Tidak hanya itu, kegiatan yang digagas Kemendikbud tersebut juga diharapkan memberikan dampak pada karakter mahasiswa yang lebih baik serta diiringi mengasah jiwa kepemimpinan mereka.

Mahasiswa yang diutus mengikuti program tersebut diharapkan bisa memecahkan masalah atau menentukan strategi pembelajaran yang tepat di masa pandemi COVID-19. Jika memungkinkan, maka mahasiswa dan guru akan berkolaborasi secara luar jaringan (luring). Namun, bila tidak proses belajar mengajar dalam jaringan (daring) tetap berlanjut.

Program nasional

Setelah gelombang pertama Kampus Mengajar Perintis selesai dilaksanakan, Kemendikbud melakukan sejumlah evaluasi. Hasilnya, tumbuhnya rasa empati, kepekaan sosial, keterampilan berpikir, pemecahan masalah, karakter dan soft skill mahasiswa yang cukup bagus.

Sedangkan kemajuan bagi satuan pendidikan ialah adanya inovasi pembelajaran, inovasi adaptasi pembelajaran sekolah dasar hingga inovasi administrasi sekolah dan pembelajaran.

• _Soal_
Lanjutkan teks tentang program Kampus Mengajar Perintis, mulai setelah kalimat terakhirnya. Data berikut tidak diperlukan.

Entri yang diambil dari sebuah koleksi:
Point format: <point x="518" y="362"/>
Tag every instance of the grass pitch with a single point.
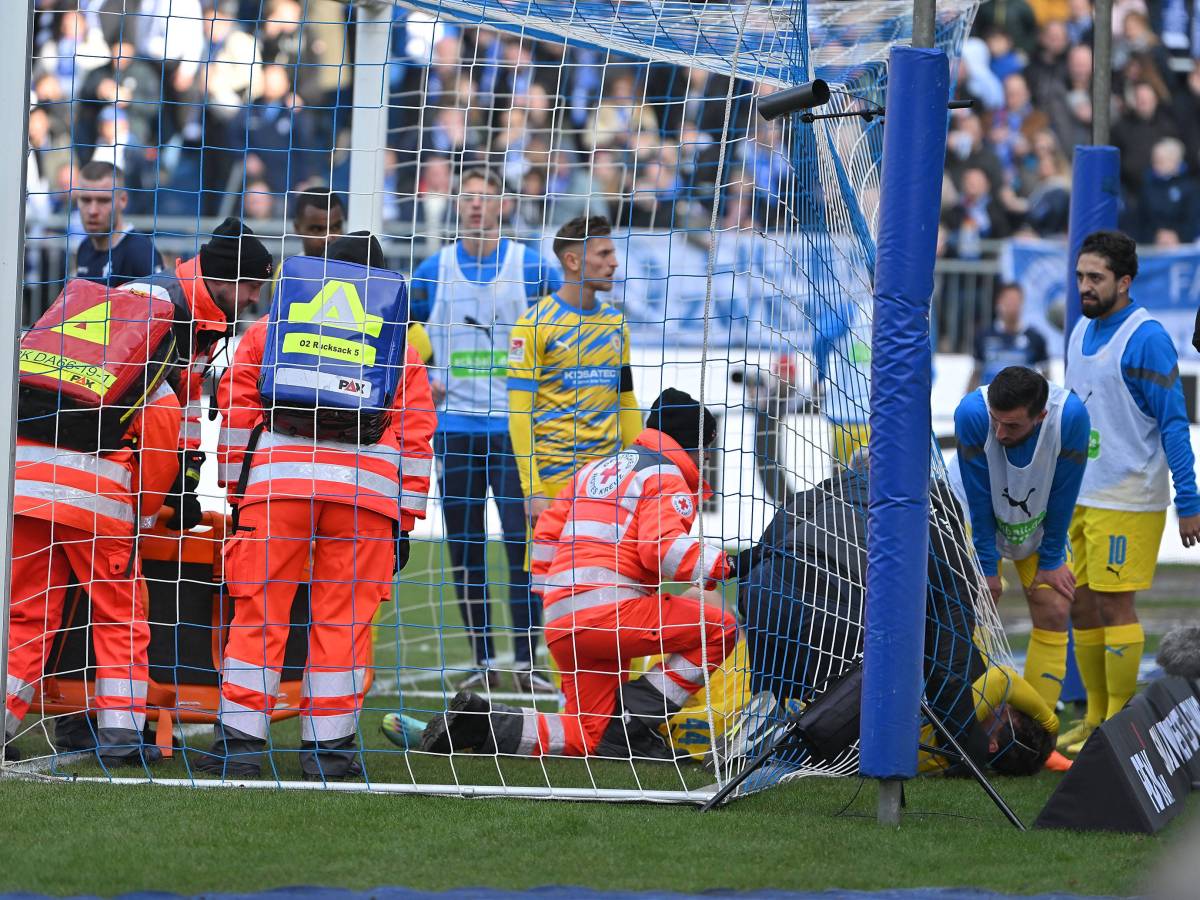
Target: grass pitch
<point x="810" y="834"/>
<point x="96" y="839"/>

• _Hasil_
Bahkan, setelah program tersebut dilaksanakan, animo perguruan tinggi begitu tinggi dan berharap program Kampus Mengajar Perintis dilanjutkan serta dapat menampung lebih banyak mahasiswa.

Melihat respon positif tersebut, Kemendikbud menjadikan Kampus Mengajar Perintis sebagai program nasional pada 2021. Pelaksanaan pada tahun ini akan melibatkan mahasiswa yang jauh lebih banyak dari sebelumnya.

Sedikitnya, Kemendikbud menargetkan 20 ribu mahasiswa dari berbagai perguruan tinggi dan latar belakang program studi akan ikut terjun ke daerah 3T serta kabupaten dan kota lain yang satuan pendidikannya masih berakreditasi C. Hal itu dilakukan dalam upaya memajukan pendidikan sekolah dasar.

Sebelum diterjunkan ke lapangan, para mahasiswa terlebih dahulu mendapatkan pembekalan dari Kemendikbud serta perguruan tinggi melalui dosen pembimbing. Salah satu bekal yang diberikan Kemendikbud ialah modul-modul yang memang disiapkan khusus bagi anak didik.

"Jadi tugasnya itu tidak melulu mengajar, namun juga menyampaikan berbagai edukasi yang bisa meningkatkan mimpi peserta didik," katanya.

Untuk penyelenggaraan pada 2021, program Kampus Mengajar Perintis akan dimulai dengan tahapan sosialisasi pada Februari. Nantinya mahasiswa cukup mengakses platform Merdeka Belajar Kampus Merdeka sehingga mereka memiliki akses langsung dan menunjukkan rekomendasi dari perguruan tingginya masing-masing.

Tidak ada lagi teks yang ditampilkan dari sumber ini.